** YOUR OBJECTIVE **
Show every line of the records below that contains the word "paved", matching case exactly.

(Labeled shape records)
++++++++++

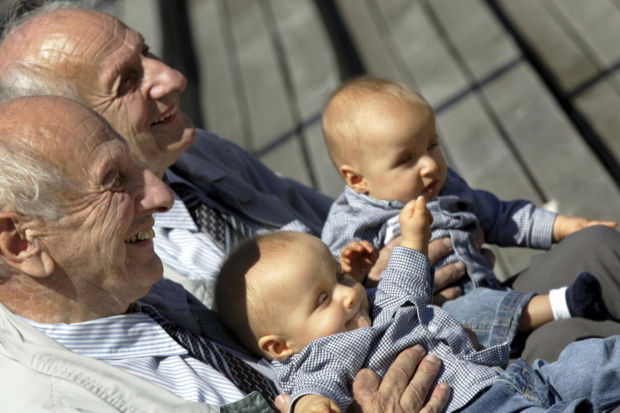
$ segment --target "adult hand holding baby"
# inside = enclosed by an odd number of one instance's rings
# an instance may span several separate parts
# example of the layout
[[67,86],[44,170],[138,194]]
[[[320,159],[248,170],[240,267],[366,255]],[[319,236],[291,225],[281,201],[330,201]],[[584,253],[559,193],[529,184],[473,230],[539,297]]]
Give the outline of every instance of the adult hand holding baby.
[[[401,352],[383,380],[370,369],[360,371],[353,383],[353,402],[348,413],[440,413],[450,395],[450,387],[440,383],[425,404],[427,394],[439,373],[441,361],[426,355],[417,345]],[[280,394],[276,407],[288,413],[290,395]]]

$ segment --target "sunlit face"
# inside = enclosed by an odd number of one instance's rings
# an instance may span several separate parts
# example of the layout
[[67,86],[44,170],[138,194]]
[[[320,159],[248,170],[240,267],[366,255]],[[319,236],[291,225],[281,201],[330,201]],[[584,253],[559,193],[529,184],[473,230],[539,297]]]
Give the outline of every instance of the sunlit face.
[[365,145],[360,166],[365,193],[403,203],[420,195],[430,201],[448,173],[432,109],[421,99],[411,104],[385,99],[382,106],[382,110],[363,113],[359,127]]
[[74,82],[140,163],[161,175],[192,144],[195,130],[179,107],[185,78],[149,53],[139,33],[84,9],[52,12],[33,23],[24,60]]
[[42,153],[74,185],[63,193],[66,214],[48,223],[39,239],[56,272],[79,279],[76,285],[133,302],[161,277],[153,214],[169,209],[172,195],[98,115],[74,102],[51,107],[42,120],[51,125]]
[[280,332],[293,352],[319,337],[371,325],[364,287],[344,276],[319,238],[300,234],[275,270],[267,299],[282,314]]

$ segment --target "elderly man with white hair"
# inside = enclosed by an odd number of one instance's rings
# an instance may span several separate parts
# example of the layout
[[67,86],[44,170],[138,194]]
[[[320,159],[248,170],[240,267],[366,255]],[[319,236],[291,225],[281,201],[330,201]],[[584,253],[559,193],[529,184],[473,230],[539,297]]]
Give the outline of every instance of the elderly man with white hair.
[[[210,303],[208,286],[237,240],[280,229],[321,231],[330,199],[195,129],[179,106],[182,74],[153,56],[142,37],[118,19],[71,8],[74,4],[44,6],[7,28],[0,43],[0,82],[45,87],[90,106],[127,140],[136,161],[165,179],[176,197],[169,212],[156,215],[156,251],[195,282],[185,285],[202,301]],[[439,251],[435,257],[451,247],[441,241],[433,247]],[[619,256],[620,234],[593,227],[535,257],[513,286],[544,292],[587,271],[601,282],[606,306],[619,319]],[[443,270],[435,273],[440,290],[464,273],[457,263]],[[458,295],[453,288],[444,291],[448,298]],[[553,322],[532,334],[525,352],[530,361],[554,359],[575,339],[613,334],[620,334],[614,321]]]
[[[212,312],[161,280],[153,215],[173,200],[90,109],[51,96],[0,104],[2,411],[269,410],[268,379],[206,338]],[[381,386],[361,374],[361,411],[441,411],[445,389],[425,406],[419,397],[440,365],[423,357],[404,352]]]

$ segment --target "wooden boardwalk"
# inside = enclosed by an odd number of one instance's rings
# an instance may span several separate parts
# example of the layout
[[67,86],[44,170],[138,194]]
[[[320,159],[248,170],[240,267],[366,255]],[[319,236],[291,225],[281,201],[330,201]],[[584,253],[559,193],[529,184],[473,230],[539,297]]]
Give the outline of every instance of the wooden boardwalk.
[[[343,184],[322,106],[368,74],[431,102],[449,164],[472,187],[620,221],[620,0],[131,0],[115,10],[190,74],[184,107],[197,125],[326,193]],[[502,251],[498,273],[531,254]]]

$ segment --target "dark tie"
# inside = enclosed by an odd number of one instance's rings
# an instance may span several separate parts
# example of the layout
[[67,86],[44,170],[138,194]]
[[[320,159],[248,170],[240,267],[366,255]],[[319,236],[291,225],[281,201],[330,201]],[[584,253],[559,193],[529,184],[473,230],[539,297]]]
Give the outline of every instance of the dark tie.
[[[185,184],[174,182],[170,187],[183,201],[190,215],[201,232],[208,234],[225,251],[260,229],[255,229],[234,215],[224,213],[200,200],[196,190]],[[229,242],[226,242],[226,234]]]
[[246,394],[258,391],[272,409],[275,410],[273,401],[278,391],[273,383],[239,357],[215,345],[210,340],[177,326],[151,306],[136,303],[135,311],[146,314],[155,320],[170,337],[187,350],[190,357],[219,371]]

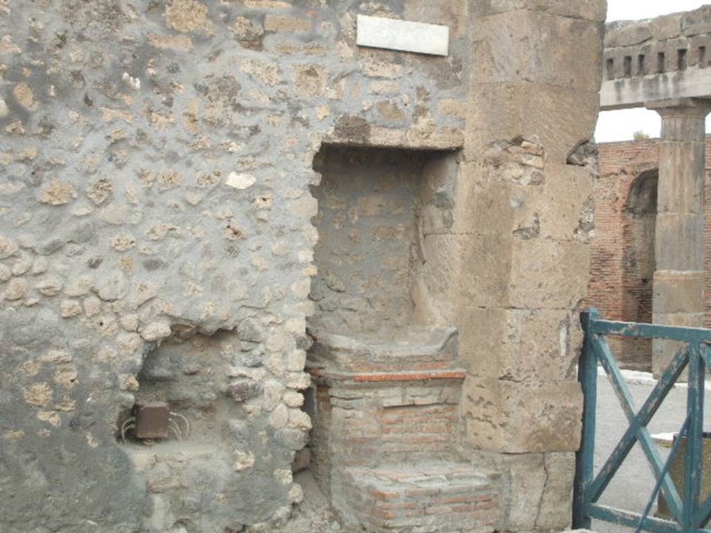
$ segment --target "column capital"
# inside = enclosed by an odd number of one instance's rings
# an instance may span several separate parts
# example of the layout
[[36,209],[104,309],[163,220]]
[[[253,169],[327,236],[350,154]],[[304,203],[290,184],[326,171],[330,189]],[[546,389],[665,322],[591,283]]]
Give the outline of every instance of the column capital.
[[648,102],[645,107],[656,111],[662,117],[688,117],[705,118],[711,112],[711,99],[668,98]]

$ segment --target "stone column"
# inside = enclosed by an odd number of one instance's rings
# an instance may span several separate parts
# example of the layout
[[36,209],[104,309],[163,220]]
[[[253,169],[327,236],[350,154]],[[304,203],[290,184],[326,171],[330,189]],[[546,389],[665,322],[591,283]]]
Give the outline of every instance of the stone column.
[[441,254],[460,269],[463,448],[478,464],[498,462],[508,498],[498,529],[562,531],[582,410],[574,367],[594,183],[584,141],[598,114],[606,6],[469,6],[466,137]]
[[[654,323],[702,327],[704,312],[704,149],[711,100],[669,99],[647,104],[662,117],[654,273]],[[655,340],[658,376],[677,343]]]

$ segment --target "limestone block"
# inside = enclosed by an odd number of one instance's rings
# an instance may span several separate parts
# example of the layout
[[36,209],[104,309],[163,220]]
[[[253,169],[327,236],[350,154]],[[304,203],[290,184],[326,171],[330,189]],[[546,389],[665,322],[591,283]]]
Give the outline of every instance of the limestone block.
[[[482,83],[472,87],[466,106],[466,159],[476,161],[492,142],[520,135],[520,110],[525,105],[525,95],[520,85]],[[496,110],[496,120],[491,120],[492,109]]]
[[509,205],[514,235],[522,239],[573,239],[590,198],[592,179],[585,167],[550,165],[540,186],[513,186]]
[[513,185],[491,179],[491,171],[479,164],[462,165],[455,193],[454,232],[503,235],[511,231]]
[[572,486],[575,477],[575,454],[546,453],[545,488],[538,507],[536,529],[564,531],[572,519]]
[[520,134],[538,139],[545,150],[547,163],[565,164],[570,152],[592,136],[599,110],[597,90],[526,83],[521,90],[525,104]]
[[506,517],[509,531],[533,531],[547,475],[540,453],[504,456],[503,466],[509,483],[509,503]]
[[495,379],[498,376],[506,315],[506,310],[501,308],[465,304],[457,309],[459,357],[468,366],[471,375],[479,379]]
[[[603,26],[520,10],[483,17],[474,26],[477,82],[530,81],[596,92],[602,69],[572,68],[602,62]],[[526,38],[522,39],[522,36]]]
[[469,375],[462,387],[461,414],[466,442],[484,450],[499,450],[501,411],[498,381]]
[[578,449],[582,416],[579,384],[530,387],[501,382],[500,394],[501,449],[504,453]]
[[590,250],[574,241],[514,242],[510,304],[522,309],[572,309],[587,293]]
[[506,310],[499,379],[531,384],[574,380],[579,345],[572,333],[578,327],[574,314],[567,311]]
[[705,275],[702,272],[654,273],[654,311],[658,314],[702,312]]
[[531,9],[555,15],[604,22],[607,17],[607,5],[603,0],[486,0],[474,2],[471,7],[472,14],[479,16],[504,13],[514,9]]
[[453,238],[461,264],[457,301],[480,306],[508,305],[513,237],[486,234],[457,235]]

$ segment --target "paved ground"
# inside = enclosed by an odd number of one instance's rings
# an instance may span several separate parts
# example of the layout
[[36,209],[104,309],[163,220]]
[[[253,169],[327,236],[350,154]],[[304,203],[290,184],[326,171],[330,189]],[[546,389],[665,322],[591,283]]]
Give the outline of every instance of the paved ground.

++++++++++

** THE SOLUTION **
$ segment --target "paved ground"
Give the outline of every instance of the paved ground.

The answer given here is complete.